Collected data:
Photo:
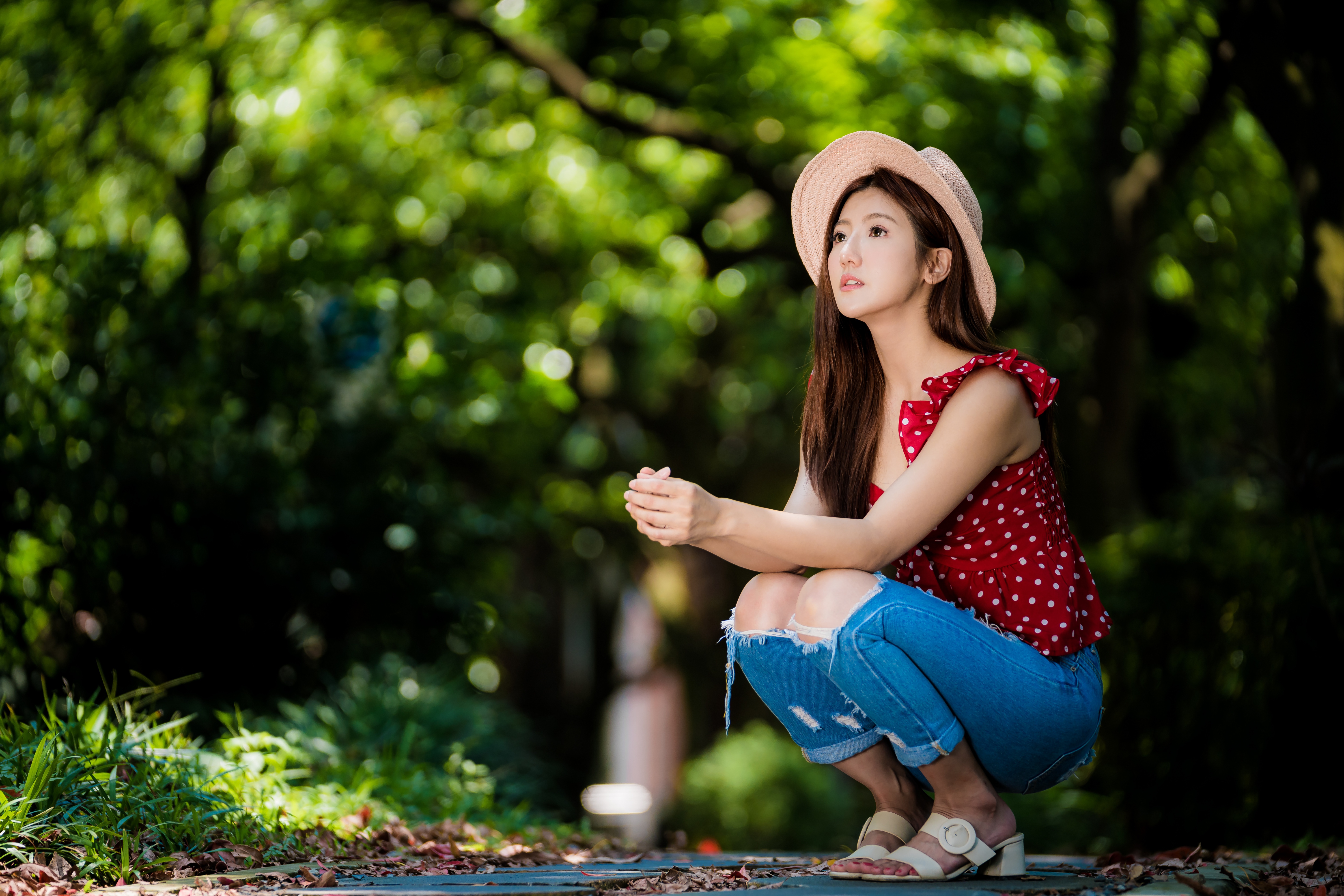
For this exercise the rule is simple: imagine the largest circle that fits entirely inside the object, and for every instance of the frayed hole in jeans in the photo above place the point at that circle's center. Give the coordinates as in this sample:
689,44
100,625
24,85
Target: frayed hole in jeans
806,718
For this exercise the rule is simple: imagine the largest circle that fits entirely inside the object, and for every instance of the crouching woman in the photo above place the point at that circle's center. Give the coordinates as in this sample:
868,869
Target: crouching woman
927,451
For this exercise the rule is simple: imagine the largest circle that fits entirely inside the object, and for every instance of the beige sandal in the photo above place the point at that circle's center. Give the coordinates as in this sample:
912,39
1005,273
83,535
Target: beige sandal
888,823
959,838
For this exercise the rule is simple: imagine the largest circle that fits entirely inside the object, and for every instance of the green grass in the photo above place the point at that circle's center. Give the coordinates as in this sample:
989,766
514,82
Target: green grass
115,788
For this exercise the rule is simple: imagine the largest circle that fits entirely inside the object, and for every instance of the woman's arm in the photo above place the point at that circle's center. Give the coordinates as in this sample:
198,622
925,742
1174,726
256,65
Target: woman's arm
803,500
987,424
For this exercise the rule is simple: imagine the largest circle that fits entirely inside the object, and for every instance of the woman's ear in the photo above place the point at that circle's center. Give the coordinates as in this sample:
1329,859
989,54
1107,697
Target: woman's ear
937,265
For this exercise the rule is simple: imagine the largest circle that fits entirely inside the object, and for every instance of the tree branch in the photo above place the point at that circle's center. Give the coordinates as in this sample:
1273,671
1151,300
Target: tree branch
1151,170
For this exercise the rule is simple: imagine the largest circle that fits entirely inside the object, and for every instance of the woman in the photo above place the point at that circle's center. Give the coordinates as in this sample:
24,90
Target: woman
972,670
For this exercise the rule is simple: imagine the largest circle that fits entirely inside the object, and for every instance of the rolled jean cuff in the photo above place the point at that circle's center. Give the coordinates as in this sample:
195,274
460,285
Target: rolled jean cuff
833,754
913,757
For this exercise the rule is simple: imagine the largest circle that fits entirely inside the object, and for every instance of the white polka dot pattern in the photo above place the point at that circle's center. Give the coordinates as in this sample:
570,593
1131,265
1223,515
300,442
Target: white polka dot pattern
1006,553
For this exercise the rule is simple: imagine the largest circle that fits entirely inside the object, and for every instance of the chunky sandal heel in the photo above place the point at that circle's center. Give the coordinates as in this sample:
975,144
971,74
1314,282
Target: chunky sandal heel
888,823
958,836
1010,859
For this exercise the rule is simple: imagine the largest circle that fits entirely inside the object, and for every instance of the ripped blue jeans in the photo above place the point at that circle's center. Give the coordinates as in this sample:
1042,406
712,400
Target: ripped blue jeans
920,672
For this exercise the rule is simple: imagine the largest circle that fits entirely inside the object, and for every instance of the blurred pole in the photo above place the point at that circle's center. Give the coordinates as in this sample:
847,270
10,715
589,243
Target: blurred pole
644,733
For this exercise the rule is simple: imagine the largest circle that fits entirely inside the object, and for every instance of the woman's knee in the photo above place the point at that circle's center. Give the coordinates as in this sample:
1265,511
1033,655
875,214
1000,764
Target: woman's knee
768,601
829,597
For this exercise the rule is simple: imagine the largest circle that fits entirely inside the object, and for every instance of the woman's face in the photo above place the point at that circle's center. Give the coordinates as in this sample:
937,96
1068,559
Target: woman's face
874,261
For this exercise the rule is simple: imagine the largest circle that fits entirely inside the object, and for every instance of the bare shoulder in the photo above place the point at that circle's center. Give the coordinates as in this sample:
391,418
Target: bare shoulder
993,389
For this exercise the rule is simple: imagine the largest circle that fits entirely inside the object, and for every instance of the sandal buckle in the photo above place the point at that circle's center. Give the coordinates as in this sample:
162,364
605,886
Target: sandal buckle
958,838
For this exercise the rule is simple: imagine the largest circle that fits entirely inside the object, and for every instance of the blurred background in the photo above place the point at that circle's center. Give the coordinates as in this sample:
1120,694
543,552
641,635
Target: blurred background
334,331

About this exercise: Each of the entries above must be copied exactly, but the pictures stay out.

Written answer:
Photo:
For this exercise the rule is simple: imagine the largest circle that fits entirely inside the object, and for every instance of the frayed hole in jeans in the photo above place the point at that circle's center. Give the coordinates as in this sample:
689,44
100,625
24,85
Target: frayed hole in jeans
806,718
For this exercise the rule is simple: imagine the largest circle that fits entirely inside the object, and for every instance of the crouching woman in the photo above place the point at that circle's center. Give the coordinates as in this sample:
868,869
Target: crouching woman
927,451
For this exercise the rule is simple: imagine the largest circle that fits entirely inside the object, and for every instance of the beige sandal in the photo above place the point at that circle's center. Give the coordinates as in this sample:
912,39
1005,273
83,535
Target: beige sandal
888,823
959,838
For this exercise the rule is simple: imagine the largest circle that fits entirely inside the object, and for every instance of the green grass in the photo above place the point at that circle's center. Give the coordinates as in this sample:
989,766
514,82
Target: green grass
115,788
For this exercise the rule is simple: imagine the largest circle that fits entirely inside the object, and for every instance of the woman's arm in the photo above place the point at that circle's center. Give the coordinates as in this sample:
198,622
925,742
1174,726
256,65
Target: woman's arm
803,500
987,424
For this exercise the rule is simple: imagine the largest circle that fits entirely inside the object, and for every instance of the woman's ear in the photo above place the point at that circle's center. Give the coordinates as in this sample:
1329,859
989,54
1107,697
Target: woman's ear
937,265
For this exercise the rule is simple: imagine the largest circle that fits entirely inside the object, and for every instance of the tree branch in the photo above place the point at that circle's center. Give the coordinates as in this sample:
1273,671
1151,300
Target: tree branch
1151,170
For this exercise the rule is simple: imagine the largest circle that fits entirely inside the object, and for every instance of the woman in the photo above place the point at that circle's center. Give the coordinates as in this sample:
24,90
Target: woman
972,670
For this exercise the rule is simple: imagine the largest circle that fits entirely inside the object, and for every instance of the rolled jean cuff in the photo above place the point at that circle's center. Give the coordinates as in this sample:
195,274
460,285
Target: rolled jean cuff
833,754
913,757
For this exercise the rule is simple: imagine the largest circle that fits entirely inside the object, and for every instance of the white polka dot pattern in the photo above place the point at that circle's center. Give the coordinates as in this sample:
570,593
1131,265
1223,515
300,442
Target: white polka dot pattern
1006,553
For this exercise the rule is simple: imagine the largest circle that fits entirely inside the object, and for every instance of the chunky sandal heel in the photo above place the point at that circle's center. Give the coordinates as in this sample:
975,144
971,74
1314,282
Target: chunky sandal heel
888,823
958,836
1010,859
For this exercise the rule is simple: imagine the largest circle that fits entirely inside the object, and for every instance of the ripped blue jeans in the photo above place the point at that circle's center. Give the coordinates as in this sample:
1042,406
712,400
Target: ripped blue jeans
920,672
For this exercise the rule is simple: imagine the largest circle that fits entirely inside the object, and for every instance of the blurred pole in the photo above place the point at that circle's center. Give the coordinates as in this sample:
847,270
10,715
589,243
Target: blurred pole
644,733
For this exercise the rule is simple: imagine the largest circle that fits entirely inside the object, and for every instance of the woman's knee in the photo above place the point at that circle's center. Give the coordinates as in this sample:
1265,511
1033,655
875,214
1000,764
Target: woman's knee
768,601
829,597
For this exercise the rule is simple: imagine the largest circle that fits entirely inside the object, and for every instance of the woman's face in the photo above place the point at that circle's center. Give the coordinates as in this sample:
937,96
1068,559
Target: woman's face
874,261
For this exercise the rule is simple: imagine the largest circle that fits entirely inside the object, and for every instance of the bare shoulder in the photo above place the point at that circle's center. Give the coordinates as in this sample:
391,418
Target: bare shoulder
993,389
For this exercise the rule is simple: imagine the largest circle that fits entirely inside the object, and for every instance of the sandal buckle in the photo above place the point at that circle's center. Give the coordinates as in this sample:
162,364
605,886
Target: sandal buckle
958,838
For this exercise the rule is simple: imagine the largest circle that fits entirely inside the object, and for every instance of the blurred background in the photo above place the point at that circle's center. Give the coordinates as in this sample:
1120,694
543,552
641,635
Target: blurred background
334,331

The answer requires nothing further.